■ Your task
Scan the records below, and wherever a line has the word "wall", pull it out.

■ Phrase grounding data
┄┄┄┄┄┄┄┄┄┄┄┄┄┄┄┄┄┄┄┄
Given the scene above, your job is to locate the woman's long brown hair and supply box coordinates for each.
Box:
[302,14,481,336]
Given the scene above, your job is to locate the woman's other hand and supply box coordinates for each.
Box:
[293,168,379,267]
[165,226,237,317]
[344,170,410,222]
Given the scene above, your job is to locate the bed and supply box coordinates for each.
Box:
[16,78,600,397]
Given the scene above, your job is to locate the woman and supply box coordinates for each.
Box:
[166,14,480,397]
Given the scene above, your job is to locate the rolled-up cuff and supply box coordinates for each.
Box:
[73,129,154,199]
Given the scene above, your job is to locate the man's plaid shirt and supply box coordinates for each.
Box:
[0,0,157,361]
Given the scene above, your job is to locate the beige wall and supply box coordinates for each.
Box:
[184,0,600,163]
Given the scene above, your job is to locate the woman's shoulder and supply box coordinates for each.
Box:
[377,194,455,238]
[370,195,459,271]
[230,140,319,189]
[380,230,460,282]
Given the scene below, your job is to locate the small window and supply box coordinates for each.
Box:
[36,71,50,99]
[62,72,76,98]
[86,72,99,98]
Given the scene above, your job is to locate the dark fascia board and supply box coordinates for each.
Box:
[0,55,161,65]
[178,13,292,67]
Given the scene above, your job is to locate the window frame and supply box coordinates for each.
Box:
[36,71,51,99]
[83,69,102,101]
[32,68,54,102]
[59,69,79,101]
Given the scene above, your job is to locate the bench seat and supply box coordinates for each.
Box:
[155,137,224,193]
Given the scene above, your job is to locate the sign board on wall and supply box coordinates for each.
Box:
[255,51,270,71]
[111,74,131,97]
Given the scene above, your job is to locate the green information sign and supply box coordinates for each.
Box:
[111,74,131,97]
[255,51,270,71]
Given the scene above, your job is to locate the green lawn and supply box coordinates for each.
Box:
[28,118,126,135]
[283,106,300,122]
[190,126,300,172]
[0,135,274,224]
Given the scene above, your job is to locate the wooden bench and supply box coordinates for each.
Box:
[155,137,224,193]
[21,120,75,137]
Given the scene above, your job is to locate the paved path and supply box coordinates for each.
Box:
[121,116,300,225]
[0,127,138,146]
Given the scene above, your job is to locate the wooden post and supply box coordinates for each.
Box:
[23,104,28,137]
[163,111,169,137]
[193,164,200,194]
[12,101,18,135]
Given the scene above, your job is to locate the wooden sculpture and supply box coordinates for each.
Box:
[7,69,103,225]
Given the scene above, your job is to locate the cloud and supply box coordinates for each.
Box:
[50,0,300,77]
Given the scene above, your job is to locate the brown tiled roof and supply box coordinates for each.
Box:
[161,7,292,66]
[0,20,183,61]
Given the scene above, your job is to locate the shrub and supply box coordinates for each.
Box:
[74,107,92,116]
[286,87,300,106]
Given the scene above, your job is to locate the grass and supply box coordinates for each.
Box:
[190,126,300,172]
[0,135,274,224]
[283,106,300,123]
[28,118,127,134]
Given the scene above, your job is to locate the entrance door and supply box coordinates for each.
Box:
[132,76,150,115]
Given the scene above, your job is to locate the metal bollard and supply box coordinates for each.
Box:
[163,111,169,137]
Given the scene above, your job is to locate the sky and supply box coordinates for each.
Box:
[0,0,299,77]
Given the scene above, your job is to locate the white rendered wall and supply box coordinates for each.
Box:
┄┄┄┄┄┄┄┄┄┄┄┄┄┄┄┄┄┄┄┄
■ Written answer
Given the scene above, your job is to locate the beige wall and supply box coordinates for each.
Given the scene above, your job is to locate the sign board on wall and supply box coordinates for each.
Given the scene above, your job is to locate the white rendered wall and supply box coordinates for each.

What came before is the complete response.